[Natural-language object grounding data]

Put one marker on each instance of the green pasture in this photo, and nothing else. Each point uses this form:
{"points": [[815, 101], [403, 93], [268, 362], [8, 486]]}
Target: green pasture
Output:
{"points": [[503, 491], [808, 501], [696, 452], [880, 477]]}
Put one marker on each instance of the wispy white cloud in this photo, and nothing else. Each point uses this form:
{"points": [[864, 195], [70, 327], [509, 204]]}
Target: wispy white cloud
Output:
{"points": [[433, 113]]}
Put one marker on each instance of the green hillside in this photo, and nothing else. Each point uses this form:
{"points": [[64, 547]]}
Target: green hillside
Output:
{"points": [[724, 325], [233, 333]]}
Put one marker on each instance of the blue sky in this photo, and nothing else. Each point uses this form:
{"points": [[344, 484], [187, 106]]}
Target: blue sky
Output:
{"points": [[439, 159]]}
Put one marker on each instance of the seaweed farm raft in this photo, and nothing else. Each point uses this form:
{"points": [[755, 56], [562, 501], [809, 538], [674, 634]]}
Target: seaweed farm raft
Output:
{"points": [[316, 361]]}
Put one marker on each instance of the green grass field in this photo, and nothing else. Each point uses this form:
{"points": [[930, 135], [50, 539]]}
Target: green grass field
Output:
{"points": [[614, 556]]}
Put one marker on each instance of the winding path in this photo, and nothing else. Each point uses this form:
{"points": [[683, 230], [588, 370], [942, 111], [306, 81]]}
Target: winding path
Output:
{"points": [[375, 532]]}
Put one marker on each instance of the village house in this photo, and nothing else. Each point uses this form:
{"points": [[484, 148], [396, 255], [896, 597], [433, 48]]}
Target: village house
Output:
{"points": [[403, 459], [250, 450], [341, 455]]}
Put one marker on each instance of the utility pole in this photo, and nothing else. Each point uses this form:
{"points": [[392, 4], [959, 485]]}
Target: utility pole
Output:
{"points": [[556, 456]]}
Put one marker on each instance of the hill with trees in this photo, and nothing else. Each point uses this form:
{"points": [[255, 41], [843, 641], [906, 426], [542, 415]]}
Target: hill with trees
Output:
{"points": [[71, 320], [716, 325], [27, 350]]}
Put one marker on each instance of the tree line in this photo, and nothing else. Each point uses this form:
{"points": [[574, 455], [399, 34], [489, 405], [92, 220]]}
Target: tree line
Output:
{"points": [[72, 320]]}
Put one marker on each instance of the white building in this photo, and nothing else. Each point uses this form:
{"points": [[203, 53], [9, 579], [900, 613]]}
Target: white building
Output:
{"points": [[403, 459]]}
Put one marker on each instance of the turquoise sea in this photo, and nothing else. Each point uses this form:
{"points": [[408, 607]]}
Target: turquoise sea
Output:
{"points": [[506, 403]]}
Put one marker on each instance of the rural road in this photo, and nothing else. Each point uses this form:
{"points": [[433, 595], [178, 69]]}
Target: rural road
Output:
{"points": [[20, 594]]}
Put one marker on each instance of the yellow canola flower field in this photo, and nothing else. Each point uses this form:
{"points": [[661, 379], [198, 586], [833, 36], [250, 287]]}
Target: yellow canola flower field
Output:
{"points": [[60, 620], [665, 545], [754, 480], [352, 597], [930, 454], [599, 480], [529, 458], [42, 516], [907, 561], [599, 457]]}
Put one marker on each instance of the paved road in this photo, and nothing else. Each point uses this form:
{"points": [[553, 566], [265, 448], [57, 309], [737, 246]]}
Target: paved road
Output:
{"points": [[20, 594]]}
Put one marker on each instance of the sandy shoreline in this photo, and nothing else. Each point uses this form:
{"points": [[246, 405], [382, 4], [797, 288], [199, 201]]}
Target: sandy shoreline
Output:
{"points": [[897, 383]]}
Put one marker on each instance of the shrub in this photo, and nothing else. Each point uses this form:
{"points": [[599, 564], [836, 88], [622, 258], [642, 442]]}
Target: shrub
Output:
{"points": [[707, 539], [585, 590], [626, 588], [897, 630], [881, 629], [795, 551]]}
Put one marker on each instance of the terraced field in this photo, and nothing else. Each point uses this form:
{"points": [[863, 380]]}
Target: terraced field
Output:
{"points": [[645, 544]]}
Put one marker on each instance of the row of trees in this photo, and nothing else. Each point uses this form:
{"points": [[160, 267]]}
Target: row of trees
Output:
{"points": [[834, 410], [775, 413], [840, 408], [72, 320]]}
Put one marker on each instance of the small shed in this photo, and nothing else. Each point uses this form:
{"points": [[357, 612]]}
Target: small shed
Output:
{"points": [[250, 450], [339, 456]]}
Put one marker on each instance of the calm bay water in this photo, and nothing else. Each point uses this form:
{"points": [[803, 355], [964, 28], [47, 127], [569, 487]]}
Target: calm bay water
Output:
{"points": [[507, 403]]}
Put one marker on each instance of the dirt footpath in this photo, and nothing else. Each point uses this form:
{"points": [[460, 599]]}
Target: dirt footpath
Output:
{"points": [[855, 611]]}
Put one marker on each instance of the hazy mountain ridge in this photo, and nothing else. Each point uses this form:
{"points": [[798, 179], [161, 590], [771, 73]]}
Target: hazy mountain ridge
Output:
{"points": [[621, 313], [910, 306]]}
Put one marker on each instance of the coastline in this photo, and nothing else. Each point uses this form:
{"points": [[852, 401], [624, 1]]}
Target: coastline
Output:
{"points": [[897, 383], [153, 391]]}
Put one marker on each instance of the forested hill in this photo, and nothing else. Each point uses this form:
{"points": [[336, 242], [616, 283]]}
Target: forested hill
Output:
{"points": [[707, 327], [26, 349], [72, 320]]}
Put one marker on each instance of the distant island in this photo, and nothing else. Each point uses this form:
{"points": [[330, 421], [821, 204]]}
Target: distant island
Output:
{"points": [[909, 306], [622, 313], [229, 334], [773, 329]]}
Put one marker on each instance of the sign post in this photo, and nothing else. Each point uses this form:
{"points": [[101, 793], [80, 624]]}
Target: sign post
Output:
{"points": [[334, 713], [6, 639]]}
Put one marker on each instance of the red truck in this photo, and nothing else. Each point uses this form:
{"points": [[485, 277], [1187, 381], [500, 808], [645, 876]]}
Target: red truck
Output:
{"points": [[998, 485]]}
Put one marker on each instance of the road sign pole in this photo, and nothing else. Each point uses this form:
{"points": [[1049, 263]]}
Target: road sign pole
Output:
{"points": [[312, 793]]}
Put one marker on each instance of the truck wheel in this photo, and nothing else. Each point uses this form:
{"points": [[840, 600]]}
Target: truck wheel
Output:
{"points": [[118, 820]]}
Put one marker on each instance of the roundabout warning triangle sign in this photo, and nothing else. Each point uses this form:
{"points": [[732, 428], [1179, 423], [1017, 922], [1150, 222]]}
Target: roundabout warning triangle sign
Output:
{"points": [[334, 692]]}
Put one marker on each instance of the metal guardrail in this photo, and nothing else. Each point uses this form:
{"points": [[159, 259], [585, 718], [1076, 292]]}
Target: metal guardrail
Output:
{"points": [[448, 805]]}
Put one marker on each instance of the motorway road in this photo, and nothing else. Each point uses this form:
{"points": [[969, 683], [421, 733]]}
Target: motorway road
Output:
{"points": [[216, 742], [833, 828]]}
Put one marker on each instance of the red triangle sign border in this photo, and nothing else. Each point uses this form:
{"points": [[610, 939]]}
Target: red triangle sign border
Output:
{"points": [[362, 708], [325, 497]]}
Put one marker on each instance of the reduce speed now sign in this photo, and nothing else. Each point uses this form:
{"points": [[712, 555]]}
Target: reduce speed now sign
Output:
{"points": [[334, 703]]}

→ **Prompt**: Print exactly the lines from the beginning of the entries through the line with "Target: green pasture". Output nothing more.

→ **Your response**:
Put one marker on each instance of the green pasture in this photo, and nothing else. Each point uses this form:
{"points": [[815, 101], [403, 93], [268, 362], [8, 486]]}
Target: green pasture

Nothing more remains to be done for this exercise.